Retype the listing that follows, exactly as written.

* BEGIN AVAILABLE RECORDS *

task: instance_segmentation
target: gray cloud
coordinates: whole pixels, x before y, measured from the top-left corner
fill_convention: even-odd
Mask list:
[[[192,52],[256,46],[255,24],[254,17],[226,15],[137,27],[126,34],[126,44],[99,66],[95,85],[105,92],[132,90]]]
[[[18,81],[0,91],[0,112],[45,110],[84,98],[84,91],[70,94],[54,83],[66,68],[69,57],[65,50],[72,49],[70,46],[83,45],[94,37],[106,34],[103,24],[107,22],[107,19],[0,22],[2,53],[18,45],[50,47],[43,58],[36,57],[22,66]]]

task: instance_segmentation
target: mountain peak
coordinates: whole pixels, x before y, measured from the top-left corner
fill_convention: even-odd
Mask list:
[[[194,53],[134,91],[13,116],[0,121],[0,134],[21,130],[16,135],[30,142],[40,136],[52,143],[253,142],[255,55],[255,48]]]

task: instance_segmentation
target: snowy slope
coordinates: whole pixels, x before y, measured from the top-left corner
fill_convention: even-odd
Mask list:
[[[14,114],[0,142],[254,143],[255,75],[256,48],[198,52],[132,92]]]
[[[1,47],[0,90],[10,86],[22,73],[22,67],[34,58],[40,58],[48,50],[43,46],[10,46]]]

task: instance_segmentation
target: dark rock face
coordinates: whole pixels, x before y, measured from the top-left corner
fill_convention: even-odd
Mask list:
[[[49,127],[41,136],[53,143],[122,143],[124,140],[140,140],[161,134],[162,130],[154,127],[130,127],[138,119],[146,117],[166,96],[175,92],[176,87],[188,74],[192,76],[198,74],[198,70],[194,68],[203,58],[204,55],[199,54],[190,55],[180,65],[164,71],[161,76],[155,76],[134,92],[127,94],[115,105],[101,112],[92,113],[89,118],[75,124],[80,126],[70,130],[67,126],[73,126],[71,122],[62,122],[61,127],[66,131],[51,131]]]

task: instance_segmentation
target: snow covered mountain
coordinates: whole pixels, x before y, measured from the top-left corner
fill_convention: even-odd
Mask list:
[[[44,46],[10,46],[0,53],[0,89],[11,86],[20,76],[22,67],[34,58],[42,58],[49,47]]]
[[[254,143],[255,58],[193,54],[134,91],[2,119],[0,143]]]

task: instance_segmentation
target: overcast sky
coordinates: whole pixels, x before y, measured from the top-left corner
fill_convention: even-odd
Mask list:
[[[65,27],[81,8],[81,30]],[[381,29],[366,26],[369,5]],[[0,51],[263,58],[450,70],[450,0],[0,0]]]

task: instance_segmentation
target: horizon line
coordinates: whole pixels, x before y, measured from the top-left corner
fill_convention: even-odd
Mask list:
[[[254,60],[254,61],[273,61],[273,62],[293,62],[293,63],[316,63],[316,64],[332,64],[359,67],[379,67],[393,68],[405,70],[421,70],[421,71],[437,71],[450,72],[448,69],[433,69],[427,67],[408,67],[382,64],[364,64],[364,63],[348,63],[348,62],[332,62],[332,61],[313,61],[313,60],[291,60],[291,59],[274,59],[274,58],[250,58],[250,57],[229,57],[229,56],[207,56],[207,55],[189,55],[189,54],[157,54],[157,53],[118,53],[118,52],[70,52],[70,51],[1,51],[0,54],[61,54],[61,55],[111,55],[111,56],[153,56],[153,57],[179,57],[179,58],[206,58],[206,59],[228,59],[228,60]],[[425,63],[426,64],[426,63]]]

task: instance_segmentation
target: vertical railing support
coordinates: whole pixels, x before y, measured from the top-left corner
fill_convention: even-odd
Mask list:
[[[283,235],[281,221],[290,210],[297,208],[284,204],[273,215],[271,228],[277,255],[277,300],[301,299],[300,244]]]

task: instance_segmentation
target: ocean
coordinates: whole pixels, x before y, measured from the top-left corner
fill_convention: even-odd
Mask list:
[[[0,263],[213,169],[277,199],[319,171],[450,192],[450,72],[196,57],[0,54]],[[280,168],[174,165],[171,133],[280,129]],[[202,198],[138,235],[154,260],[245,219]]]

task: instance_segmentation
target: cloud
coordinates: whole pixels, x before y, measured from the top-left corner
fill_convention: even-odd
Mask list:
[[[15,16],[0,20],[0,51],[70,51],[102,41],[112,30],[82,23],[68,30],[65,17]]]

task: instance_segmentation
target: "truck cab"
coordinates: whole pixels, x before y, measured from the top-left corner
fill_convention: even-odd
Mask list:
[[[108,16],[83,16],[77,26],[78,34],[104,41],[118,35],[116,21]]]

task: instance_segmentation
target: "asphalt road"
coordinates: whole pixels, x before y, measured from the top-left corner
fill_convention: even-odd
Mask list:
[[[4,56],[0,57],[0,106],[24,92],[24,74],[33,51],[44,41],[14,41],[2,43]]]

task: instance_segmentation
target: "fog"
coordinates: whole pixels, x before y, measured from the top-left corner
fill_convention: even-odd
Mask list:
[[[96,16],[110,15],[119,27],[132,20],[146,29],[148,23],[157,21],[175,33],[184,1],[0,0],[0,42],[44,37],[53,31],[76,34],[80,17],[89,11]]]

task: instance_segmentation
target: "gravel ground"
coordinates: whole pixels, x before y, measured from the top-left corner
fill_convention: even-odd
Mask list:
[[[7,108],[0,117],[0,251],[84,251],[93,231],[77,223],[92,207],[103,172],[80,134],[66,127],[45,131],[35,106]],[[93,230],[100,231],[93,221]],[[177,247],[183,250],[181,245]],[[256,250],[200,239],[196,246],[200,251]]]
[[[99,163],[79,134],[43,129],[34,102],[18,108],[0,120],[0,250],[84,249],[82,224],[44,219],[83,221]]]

* END AVAILABLE RECORDS *

## RESULT:
task: instance_segmentation
target: gray cloud
coordinates: whole pixels, x before y, measured from the top-left corner
fill_convention: even-odd
Mask list:
[[[192,52],[256,46],[255,24],[254,17],[226,15],[137,27],[126,34],[126,44],[99,66],[95,85],[105,92],[132,90]]]
[[[18,81],[0,91],[0,112],[45,110],[84,98],[84,91],[70,94],[54,83],[66,68],[69,57],[65,50],[72,49],[70,46],[83,45],[94,37],[106,34],[103,24],[107,22],[107,19],[0,22],[2,53],[18,45],[50,47],[43,58],[36,57],[22,66]]]

task: instance_segmentation
target: mountain peak
coordinates: whole pixels, x before y, measured from the top-left corner
fill_convention: even-odd
Mask list:
[[[194,53],[134,91],[13,116],[0,121],[0,134],[21,130],[16,135],[30,142],[40,136],[52,143],[253,142],[255,55],[255,48]]]

task: instance_segmentation
target: snowy slope
coordinates: whole pixels, x before y, measured from the top-left corner
fill_convention: even-odd
Mask list:
[[[14,114],[0,142],[254,143],[255,75],[256,48],[198,52],[132,92]]]
[[[1,47],[0,90],[10,86],[22,73],[22,67],[34,58],[40,58],[48,50],[43,46],[10,46]]]

task: instance_segmentation
target: dark rock face
coordinates: whole pixels, x before y, measured from the top-left corner
fill_convention: even-odd
Mask list:
[[[49,127],[41,136],[53,143],[122,143],[124,140],[140,140],[161,134],[162,130],[154,127],[130,127],[138,119],[146,117],[166,96],[175,92],[176,87],[188,74],[192,76],[198,74],[198,70],[194,68],[203,58],[204,55],[199,54],[190,55],[180,65],[164,71],[161,76],[155,76],[134,92],[127,94],[115,105],[101,112],[92,113],[89,118],[75,124],[80,126],[70,130],[67,126],[73,126],[71,122],[62,122],[61,127],[66,131],[51,131]]]

task: instance_segmentation
target: snow covered mountain
coordinates: whole pixels, x before y, measured from the top-left corner
fill_convention: even-odd
Mask list:
[[[44,46],[10,46],[0,53],[0,89],[11,86],[20,76],[22,67],[34,58],[42,58],[49,47]]]
[[[254,143],[255,58],[193,54],[134,91],[2,119],[0,143]]]

task: instance_segmentation
target: overcast sky
coordinates: whole pixels, x before y, measured from the top-left corner
fill_convention: even-odd
Mask list:
[[[65,27],[81,8],[81,30]],[[381,29],[366,26],[369,5]],[[0,51],[263,58],[450,70],[450,0],[0,0]]]

task: instance_segmentation
target: horizon line
coordinates: whole pixels, x before y, measured from the top-left corner
fill_convention: even-odd
Mask list:
[[[254,60],[254,61],[273,61],[273,62],[293,62],[293,63],[316,63],[316,64],[332,64],[359,67],[379,67],[393,68],[405,70],[421,70],[421,71],[437,71],[450,72],[448,69],[433,69],[427,67],[408,67],[382,64],[364,64],[364,63],[348,63],[348,62],[332,62],[332,61],[313,61],[313,60],[291,60],[291,59],[274,59],[274,58],[250,58],[250,57],[229,57],[229,56],[207,56],[207,55],[189,55],[189,54],[157,54],[157,53],[118,53],[118,52],[70,52],[70,51],[1,51],[0,54],[61,54],[61,55],[111,55],[111,56],[153,56],[153,57],[179,57],[179,58],[206,58],[206,59],[228,59],[228,60]],[[425,63],[426,64],[426,63]]]

task: instance_segmentation
target: vertical railing support
coordinates: whole pixels, x before y, measured from the top-left corner
fill_convention: even-odd
Mask list:
[[[283,235],[281,221],[290,210],[297,208],[284,204],[273,215],[271,228],[277,255],[277,300],[301,299],[300,244]]]

task: instance_segmentation
target: ocean
coordinates: whole pixels, x before y, measured from the top-left corner
fill_convention: even-odd
Mask list:
[[[0,263],[213,169],[277,199],[319,171],[450,192],[450,72],[196,57],[0,54]],[[280,168],[174,165],[171,133],[280,129]],[[202,198],[138,235],[154,260],[245,219]]]

task: instance_segmentation
target: cloud
coordinates: whole pixels, x before y, measured from the top-left corner
fill_convention: even-odd
Mask list:
[[[15,16],[0,20],[0,51],[70,51],[102,41],[112,30],[82,23],[68,30],[65,17]]]

task: instance_segmentation
target: "truck cab"
coordinates: whole pixels, x before y, measured from the top-left corner
fill_convention: even-odd
Mask list:
[[[108,16],[83,16],[77,26],[78,34],[104,41],[118,35],[116,21]]]

task: instance_segmentation
target: "asphalt road"
coordinates: whole pixels, x before y, measured from the top-left corner
fill_convention: even-odd
Mask list:
[[[4,56],[0,57],[0,106],[24,92],[24,74],[33,51],[44,41],[14,41],[2,43]]]

task: instance_segmentation
target: "fog"
coordinates: whole pixels, x before y, measured from the top-left corner
fill_convention: even-odd
Mask list:
[[[96,16],[110,15],[119,27],[132,20],[146,29],[148,23],[157,21],[175,33],[184,1],[0,0],[0,42],[44,37],[53,31],[76,34],[80,17],[89,11]]]

task: instance_segmentation
target: "gravel ground"
coordinates: whole pixels, x before y, measured from the top-left corner
fill_convention: even-odd
Mask list:
[[[7,108],[0,117],[0,251],[84,251],[93,231],[77,223],[92,207],[103,172],[80,134],[66,127],[45,131],[35,106]],[[93,230],[100,231],[93,221]],[[177,247],[183,250],[181,245]],[[256,250],[200,239],[196,246],[200,251]]]
[[[99,163],[79,134],[43,129],[34,102],[18,108],[0,120],[0,250],[84,249],[82,224],[44,219],[83,221]]]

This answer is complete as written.